**取り組む課題**
• a. フリーライター提訴の記事から、「上記のようなAさんの訴えを、H氏側はほぼ否認している。」から「主な争点とH氏の本人尋問での認否は次の通り。」までを、両端の語句も含めて一字も変えずに抜き出しなさい。
• b. フリーライター提訴の記事によると、Aさんが慰謝料や未払い報酬を求めて提訴したのはいつか、答えなさい。

**読む文章**

_ _ _ _ _ _ _

叱責した後「ハグしてあげる」 フリーライター女性が契約先をセクハラと報酬未払いで提訴(2020年9月9日)

●「能力高いですねぇ」から一転「報酬要求はしないで」

 Aさんの訴えによれば、Aさんは大学卒業後、ウェブ会社で記事制作のアルバイトを行い、いずれはライターとして独立することを考えていた。2019年3月にH氏からAさんのブログにエステ体験記事などの制作依頼があったことをきっかけに知り合い、複数の発注を受けた。その後7月頃に「専任で」仕事をしてほしいと告げられたことをきっかけに、Aさんはそれまでのアルバイトを辞めた。

 H氏は4月頃、Aさんの仕事について「能力高いですねぇ」「わかりやすくて最高です!」などとメッセージを送り、良い評価をしていた。

 AさんはLINEでのやり取りなどを通して月15万円の報酬が支払われると認識して8月1日からは土日も含め毎日1本の記事を制作、H氏の店舗HPにアップしていた。しかし8月31日にH氏から「こんな質の低い記事には報酬を支払えない」と言われ、その後10月21日にはH氏はLINEでAさんに「(このまま働くのであれば)弟子入り状態ですので報酬要求はしないでいただきたい。落語家や経営者の鞄持ちと同じことです」といった内容を含むメッセージを送った。

 Aさんは、このメッセージを受け取った4日後の10月25日に、出版関係のフリーランスのための労働団体である「出版ネッツ」に相談。出版ネッツでは2019年12月と、2020年2月にH氏と団体交渉を行った。

 出版ネッツのアドバイスに従い、Aさんが8月〜10月までの記事執筆の請求書をH氏に送った後、H氏から Aさんの元に「ボディケア費35万円」「知識技術指導費50万円」「場所代10万円」を求める請求書が届いた。

 また、4月頃からAさんが受けていた「体験エステ」中に「バストを見せて」と言われたり、陰部を触られるなどのわいせつ行為や、「エッチしてくれたら、おいしいご飯に連れて行ってあげる」などの発言があった。

 上記のようなAさんの訴えを、H氏側はほぼ否認している。

 団体交渉でH氏は報酬の支払いを拒否。Aさんは2020年7月に慰謝料や未払い報酬を求めて提訴した。これまで開かれた法廷では毎回、出版ネッツの関係者が応援傍聴を行っている。

 本人尋問は争点が多く尋問が長引き、予定時間を1時間近く延長した。

●裸になった様子を「ジロッとは見ていない」

 主な争点とH氏の本人尋問での認否は次の通り。

・2019年3月

初回の打ち合わせでAさんはH氏から性経験の有無や自慰行為をするかどうかを聞かれた。Aさんが「なぜ答えなければならないのですか?」と聞くと、H氏は「カウンセリングでこういう話をする」と答えた。

→H氏は性的な話があったことは認めたものの、「Aさんから性的な話を持ち出した」と主張。

_ _ _ _ _ _ _

**項目一覧**
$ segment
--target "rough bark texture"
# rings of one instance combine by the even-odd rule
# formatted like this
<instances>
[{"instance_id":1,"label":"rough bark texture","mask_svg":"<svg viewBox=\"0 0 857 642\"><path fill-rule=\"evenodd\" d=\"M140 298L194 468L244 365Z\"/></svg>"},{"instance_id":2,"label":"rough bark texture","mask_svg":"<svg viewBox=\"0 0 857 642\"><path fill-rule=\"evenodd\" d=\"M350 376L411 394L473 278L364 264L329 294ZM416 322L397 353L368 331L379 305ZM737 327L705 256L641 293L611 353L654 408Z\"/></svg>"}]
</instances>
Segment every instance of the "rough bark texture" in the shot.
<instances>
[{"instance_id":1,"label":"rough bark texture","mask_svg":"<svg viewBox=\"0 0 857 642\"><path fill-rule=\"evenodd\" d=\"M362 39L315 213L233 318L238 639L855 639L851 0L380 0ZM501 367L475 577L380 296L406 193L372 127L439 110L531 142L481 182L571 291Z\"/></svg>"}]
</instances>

_ _ _ _ _ _ _

**解答一覧**
• a.
上記のようなAさんの訴えを、H氏側はほぼ否認している。

 団体交渉でH氏は報酬の支払いを拒否。Aさんは2020年7月に慰謝料や未払い報酬を求めて提訴した。これまで開かれた法廷では毎回、出版ネッツの関係者が応援傍聴を行っている。

 本人尋問は争点が多く尋問が長引き、予定時間を1時間近く延長した。

●裸になった様子を「ジロッとは見ていない」

 主な争点とH氏の本人尋問での認否は次の通り。

• b. 2020年7月